The task:
All of the records listed below should be retyped exactly.

Dataset rows on where objects appear:
+++

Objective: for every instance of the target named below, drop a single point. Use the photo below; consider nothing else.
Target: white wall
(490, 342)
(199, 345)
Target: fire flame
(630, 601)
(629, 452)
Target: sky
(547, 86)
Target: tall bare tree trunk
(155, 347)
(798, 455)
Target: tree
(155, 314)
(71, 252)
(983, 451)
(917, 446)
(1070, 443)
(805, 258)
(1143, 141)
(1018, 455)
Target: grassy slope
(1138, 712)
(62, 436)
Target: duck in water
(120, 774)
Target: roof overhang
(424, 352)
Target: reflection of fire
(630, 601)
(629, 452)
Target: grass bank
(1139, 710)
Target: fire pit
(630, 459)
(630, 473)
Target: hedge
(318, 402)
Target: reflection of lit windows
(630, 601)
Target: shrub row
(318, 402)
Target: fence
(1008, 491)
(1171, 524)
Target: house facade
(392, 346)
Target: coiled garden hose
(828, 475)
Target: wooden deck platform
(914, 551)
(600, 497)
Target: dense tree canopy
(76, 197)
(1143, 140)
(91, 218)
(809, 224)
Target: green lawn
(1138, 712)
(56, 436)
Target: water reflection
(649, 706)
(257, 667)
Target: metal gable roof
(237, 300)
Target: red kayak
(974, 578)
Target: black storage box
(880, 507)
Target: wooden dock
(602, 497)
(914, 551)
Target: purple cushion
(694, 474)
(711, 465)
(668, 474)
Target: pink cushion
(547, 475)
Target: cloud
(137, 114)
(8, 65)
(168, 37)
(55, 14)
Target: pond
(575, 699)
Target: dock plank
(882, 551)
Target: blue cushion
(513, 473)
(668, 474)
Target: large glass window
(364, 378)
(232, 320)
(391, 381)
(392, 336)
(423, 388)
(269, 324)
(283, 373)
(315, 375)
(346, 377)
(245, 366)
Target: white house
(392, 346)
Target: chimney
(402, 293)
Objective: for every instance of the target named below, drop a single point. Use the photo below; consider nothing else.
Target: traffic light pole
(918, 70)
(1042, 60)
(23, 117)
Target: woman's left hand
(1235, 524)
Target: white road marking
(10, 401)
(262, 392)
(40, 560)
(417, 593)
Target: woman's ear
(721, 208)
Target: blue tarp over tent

+++

The solution:
Objective: for every instance of the target named below, drop a single point. Use the photo below; consider nothing else.
Target: white wall
(490, 342)
(199, 345)
Target: fire flame
(630, 601)
(629, 452)
Target: sky
(547, 86)
Target: tall bare tree trunk
(155, 347)
(798, 455)
Target: tree
(155, 314)
(71, 252)
(983, 451)
(917, 446)
(1070, 443)
(805, 258)
(1143, 141)
(1018, 455)
Target: grassy slope
(1138, 712)
(62, 436)
Target: duck in water
(120, 774)
Target: roof overhang
(424, 352)
Target: reflection of fire
(630, 601)
(629, 452)
Target: grass bank
(1139, 710)
Target: fire pit
(630, 459)
(630, 473)
Target: hedge
(318, 402)
Target: reflection of lit windows
(630, 601)
Target: shrub row
(318, 402)
Target: fence
(1008, 491)
(1171, 524)
Target: house facade
(392, 346)
Target: coiled garden hose
(828, 475)
Target: wooden deck platform
(914, 551)
(600, 497)
Target: dense tree canopy
(76, 197)
(1143, 140)
(91, 218)
(809, 224)
Target: green lawn
(1138, 712)
(56, 436)
Target: water reflection
(649, 706)
(257, 667)
Target: metal gable roof
(237, 300)
Target: red kayak
(974, 578)
Target: black storage box
(880, 507)
Target: wooden dock
(602, 497)
(914, 551)
Target: purple cushion
(694, 474)
(711, 465)
(668, 474)
Target: pink cushion
(547, 475)
Target: cloud
(137, 114)
(8, 65)
(168, 37)
(55, 14)
Target: pond
(575, 699)
Target: dock plank
(882, 551)
Target: blue cushion
(513, 473)
(668, 474)
Target: large glass window
(364, 378)
(232, 320)
(391, 381)
(392, 336)
(423, 388)
(269, 324)
(283, 373)
(315, 375)
(346, 377)
(245, 366)
Target: white house
(392, 346)
Target: chimney
(402, 293)
Objective: for every instance of the target named below, drop a single point. Use the photo below; consider nothing else.
Target: traffic light pole
(918, 70)
(1042, 60)
(23, 117)
Target: woman's left hand
(1235, 524)
Target: white road marking
(10, 401)
(262, 392)
(40, 560)
(417, 593)
Target: woman's ear
(721, 208)
Target: blue tarp over tent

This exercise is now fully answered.